[Stored entries]
--- begin ---

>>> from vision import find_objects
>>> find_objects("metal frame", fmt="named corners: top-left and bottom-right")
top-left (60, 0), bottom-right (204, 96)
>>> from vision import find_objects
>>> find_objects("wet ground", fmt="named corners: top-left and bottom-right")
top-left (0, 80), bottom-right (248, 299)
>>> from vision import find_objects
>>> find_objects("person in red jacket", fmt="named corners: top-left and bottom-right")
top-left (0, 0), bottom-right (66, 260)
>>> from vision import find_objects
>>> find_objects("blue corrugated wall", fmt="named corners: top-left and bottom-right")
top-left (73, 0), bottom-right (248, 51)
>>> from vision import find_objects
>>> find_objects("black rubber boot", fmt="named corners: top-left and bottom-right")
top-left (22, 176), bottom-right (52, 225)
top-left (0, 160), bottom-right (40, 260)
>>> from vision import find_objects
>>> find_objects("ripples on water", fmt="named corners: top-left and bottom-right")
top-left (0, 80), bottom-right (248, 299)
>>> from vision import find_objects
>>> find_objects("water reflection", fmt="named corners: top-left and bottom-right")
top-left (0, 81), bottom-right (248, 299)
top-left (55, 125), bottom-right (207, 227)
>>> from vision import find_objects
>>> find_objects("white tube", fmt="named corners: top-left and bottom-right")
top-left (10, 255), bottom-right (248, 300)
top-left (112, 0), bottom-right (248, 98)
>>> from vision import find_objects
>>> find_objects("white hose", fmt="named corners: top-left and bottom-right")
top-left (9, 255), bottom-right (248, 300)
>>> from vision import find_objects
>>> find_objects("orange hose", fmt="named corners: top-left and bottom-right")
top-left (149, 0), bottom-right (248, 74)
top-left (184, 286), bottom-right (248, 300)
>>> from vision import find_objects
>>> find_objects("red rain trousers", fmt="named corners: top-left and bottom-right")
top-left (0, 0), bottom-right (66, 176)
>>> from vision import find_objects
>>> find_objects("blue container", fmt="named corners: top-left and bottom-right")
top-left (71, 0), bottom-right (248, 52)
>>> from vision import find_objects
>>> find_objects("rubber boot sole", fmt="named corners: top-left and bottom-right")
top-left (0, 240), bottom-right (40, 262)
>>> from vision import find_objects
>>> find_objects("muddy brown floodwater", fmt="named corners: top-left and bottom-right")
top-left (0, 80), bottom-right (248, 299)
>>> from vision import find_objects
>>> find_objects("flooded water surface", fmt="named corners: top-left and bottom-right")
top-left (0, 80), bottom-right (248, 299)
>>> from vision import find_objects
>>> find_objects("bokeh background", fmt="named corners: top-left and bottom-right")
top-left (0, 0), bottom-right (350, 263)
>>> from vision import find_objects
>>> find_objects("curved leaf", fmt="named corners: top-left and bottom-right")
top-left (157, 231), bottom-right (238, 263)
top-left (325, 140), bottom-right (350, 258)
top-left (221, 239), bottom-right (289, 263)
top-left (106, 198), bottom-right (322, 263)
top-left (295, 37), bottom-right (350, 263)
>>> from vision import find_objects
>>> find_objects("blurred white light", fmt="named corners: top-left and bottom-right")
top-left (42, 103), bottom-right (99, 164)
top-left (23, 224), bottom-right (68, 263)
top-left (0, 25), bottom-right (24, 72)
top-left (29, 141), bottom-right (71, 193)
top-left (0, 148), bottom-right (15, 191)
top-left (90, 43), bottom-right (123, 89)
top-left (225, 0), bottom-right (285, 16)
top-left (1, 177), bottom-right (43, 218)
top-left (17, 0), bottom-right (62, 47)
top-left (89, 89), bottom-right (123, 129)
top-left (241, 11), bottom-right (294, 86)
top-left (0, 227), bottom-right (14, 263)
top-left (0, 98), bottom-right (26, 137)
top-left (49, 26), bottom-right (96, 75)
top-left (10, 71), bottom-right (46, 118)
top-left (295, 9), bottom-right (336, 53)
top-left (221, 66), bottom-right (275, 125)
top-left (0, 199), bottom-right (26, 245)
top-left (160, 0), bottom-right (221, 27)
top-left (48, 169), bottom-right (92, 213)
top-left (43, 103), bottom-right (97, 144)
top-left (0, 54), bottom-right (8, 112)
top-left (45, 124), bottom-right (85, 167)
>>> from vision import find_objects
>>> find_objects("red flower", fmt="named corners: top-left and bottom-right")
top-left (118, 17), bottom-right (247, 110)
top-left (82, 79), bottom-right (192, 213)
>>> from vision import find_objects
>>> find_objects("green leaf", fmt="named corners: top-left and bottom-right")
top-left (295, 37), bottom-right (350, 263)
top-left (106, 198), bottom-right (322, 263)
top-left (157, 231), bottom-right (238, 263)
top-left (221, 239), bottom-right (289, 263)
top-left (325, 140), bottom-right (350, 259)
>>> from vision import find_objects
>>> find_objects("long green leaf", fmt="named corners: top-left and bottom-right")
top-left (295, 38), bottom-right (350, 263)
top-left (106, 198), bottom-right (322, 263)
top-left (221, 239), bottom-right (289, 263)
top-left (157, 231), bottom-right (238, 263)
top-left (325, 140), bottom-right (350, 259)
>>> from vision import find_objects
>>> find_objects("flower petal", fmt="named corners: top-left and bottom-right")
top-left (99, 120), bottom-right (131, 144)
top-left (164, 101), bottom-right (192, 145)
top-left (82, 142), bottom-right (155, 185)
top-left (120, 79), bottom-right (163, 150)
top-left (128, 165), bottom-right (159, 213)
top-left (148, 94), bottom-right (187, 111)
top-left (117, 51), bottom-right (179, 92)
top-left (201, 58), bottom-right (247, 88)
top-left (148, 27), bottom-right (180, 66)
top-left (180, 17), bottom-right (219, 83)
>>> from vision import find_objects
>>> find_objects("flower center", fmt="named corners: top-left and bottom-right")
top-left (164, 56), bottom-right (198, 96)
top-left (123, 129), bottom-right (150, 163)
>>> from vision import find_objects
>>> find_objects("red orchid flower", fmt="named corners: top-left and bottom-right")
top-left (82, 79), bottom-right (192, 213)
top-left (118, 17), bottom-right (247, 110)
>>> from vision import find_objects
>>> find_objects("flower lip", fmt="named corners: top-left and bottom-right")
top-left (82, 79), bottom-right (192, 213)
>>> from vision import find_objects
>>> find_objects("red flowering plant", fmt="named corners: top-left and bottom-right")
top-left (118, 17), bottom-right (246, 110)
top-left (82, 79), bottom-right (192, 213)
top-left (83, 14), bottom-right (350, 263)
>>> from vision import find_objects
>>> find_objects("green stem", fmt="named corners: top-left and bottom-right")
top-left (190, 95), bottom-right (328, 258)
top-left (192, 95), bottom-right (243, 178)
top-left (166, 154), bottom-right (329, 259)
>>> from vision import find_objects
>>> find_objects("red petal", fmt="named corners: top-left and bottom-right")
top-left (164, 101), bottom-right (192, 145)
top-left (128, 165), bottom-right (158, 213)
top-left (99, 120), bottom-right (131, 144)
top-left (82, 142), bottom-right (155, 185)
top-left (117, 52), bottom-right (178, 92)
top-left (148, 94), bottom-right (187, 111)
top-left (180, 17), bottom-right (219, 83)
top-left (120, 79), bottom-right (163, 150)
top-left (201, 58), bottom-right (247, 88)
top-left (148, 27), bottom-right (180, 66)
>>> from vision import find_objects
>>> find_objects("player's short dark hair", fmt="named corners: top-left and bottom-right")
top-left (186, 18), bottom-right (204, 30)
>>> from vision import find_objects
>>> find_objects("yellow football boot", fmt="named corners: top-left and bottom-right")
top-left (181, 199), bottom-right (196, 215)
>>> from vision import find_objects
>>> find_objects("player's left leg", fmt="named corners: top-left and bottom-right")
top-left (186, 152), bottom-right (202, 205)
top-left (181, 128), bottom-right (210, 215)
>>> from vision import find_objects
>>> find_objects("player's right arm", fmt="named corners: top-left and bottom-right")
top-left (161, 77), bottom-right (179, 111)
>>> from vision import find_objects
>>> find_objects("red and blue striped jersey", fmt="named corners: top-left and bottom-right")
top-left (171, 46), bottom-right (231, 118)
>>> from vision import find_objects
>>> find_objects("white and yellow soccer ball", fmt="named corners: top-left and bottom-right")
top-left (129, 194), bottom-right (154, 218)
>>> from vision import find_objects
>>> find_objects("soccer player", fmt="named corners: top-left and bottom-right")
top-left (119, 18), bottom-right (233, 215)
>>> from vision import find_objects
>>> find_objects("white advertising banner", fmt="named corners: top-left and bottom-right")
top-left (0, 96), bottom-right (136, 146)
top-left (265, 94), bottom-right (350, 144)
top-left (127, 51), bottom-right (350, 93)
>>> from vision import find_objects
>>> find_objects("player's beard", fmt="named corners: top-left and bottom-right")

--- end ---

◆ **EXERCISE**: Locate every line in the listing that contains the word "soccer", and copy each of those lines.

◆ **RESPONSE FOR THIS EXERCISE**:
>>> find_objects("white and yellow soccer ball", fmt="named corners: top-left and bottom-right")
>>> find_objects("soccer player", fmt="named corners: top-left and bottom-right")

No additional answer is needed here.